→ Assignment
Produce a verbatim copy of the lines from the one holding "Get bounding boxes for puddle" through the last line of the listing, and nothing else.

BEGIN

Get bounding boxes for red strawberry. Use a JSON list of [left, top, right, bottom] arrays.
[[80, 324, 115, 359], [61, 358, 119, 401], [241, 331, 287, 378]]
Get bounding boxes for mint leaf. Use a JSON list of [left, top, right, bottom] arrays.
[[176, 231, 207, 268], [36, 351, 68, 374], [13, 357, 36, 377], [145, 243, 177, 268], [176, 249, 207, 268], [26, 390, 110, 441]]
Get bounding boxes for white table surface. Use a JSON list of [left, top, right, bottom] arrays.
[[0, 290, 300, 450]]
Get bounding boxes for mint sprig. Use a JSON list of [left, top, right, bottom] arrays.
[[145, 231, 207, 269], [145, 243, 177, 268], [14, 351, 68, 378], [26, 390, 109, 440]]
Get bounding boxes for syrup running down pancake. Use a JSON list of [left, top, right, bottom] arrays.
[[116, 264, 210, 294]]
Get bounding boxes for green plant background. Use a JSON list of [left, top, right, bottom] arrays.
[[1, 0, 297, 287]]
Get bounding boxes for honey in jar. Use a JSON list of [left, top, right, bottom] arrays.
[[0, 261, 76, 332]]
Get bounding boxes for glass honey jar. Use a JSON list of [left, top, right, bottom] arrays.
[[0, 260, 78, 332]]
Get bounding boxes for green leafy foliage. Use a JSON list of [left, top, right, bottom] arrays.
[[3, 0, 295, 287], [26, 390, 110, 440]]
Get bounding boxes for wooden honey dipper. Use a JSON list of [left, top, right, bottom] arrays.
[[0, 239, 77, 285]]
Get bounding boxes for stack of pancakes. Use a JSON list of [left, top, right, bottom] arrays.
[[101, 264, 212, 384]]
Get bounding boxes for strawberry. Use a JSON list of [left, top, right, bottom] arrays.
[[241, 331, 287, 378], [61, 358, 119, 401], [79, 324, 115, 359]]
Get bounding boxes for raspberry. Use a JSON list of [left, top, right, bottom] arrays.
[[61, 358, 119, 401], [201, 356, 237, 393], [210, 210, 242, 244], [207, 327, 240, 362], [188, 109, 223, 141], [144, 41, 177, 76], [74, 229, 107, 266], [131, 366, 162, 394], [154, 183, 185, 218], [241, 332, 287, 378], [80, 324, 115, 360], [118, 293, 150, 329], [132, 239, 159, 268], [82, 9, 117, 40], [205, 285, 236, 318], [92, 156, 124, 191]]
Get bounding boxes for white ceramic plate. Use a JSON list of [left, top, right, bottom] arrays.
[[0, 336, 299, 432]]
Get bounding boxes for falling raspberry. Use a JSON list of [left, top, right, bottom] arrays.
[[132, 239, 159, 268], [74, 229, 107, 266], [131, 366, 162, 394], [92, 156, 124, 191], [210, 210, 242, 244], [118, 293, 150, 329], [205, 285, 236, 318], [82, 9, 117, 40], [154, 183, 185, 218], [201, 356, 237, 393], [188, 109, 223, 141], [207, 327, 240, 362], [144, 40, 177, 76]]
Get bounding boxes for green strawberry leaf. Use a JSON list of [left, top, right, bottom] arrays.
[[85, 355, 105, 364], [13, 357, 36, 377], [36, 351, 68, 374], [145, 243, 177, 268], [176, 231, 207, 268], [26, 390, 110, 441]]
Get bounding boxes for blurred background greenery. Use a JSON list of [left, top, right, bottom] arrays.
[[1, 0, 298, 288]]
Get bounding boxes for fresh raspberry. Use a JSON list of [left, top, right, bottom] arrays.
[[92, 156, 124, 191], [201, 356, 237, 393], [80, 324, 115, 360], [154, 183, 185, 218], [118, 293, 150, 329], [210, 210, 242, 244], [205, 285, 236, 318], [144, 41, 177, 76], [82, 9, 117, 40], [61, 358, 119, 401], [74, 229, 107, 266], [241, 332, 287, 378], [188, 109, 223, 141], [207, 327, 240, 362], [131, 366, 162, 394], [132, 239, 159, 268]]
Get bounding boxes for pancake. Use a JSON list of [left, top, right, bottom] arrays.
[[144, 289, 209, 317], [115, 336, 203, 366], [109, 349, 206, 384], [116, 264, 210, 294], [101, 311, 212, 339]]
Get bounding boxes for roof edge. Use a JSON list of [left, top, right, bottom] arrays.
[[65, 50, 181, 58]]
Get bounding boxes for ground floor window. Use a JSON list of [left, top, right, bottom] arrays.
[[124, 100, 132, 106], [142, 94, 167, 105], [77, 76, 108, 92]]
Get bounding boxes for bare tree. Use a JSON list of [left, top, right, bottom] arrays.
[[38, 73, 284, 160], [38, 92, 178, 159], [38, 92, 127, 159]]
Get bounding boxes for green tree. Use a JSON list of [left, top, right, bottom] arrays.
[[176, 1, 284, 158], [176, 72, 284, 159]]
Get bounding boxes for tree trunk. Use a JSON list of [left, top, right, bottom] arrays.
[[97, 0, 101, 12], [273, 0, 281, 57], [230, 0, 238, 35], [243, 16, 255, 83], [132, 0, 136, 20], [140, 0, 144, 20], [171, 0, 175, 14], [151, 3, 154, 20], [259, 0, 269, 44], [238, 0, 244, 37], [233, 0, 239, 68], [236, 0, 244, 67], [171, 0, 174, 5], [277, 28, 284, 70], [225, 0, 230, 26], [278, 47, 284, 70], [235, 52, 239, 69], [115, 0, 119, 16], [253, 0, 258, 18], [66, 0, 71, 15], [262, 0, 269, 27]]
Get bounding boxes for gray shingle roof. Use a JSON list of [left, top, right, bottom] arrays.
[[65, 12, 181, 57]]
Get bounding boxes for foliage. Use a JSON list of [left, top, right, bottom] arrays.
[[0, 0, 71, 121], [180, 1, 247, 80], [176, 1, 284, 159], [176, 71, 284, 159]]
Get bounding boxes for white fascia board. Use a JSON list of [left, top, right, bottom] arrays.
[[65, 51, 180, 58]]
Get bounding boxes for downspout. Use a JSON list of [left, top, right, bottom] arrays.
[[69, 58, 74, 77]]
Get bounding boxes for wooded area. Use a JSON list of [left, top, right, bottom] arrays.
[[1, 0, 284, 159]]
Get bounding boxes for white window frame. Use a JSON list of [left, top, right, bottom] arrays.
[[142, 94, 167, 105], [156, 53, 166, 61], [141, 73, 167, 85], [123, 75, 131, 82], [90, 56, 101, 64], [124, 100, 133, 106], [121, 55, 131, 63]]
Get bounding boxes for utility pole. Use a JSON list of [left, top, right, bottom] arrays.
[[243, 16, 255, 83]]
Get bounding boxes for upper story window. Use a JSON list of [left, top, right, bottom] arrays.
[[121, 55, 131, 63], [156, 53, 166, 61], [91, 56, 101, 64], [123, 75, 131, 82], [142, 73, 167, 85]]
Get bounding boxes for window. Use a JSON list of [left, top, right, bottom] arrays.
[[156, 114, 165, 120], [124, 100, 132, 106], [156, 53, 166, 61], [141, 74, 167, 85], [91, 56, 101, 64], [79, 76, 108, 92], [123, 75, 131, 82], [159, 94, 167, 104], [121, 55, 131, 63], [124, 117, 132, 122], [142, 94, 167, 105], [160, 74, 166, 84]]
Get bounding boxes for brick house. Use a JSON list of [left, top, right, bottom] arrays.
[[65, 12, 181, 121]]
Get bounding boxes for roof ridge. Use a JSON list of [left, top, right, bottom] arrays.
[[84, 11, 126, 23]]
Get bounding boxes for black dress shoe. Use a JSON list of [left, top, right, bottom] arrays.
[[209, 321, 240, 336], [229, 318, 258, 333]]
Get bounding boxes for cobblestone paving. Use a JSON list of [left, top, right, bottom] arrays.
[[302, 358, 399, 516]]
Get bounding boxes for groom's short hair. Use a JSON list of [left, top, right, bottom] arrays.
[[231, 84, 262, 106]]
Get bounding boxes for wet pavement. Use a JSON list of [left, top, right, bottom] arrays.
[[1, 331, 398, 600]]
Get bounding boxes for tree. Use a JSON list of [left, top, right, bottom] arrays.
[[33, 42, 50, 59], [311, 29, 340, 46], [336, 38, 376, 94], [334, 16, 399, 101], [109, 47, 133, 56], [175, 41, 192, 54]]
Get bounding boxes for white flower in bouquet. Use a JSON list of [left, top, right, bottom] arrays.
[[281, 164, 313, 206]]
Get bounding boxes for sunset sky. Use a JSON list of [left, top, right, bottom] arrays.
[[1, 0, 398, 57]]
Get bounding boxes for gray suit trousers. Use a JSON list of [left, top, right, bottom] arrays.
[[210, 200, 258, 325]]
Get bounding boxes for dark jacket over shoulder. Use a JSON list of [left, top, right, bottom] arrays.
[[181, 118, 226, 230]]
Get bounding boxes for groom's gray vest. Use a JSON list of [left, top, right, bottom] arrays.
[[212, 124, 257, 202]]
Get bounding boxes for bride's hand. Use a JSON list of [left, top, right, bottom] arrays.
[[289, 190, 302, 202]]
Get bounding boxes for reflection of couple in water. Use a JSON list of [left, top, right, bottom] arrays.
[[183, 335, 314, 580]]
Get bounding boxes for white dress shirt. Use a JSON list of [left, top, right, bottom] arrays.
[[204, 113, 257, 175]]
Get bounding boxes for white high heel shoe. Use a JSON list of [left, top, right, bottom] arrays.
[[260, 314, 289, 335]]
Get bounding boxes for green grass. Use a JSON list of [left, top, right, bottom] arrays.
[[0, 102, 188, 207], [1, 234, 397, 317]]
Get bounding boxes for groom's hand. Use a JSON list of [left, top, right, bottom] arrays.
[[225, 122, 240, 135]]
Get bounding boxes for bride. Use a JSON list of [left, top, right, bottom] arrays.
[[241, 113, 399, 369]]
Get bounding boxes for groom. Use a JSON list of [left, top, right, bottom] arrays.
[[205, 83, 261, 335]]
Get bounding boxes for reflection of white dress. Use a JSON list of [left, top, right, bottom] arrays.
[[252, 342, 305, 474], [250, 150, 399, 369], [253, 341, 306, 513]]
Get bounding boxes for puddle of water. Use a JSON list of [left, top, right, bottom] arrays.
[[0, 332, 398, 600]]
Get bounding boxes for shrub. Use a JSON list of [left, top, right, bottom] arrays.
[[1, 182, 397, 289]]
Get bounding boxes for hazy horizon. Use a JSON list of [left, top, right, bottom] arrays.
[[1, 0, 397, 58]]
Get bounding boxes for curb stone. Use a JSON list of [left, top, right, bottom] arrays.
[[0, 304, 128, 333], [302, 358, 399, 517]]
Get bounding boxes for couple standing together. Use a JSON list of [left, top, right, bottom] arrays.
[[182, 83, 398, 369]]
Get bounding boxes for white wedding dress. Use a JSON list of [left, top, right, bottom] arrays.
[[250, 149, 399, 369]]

END

→ Solution to the problem
Get bounding boxes for puddle of water. Use a JSON list of [left, top, right, bottom] arrays.
[[0, 332, 398, 600]]
Get bounding boxes for shrub. Use a JSON list of [left, top, right, bottom] arrays.
[[1, 182, 397, 289]]
Get bounding boxes for hazy horizon. Use a JSON list of [left, top, right, bottom] arrays.
[[1, 0, 397, 58]]
Get bounding boxes for curb stone. Use a JSON list of [left, top, right, bottom] arrays.
[[0, 304, 128, 333], [302, 358, 399, 517]]
Get bounding boxes for couple standing together. Use a JSON list of [left, top, right, bottom] arrays.
[[182, 83, 398, 369]]
Get bounding boxes for white wedding dress. Use a JSON list of [left, top, right, bottom] arrays.
[[250, 149, 399, 369]]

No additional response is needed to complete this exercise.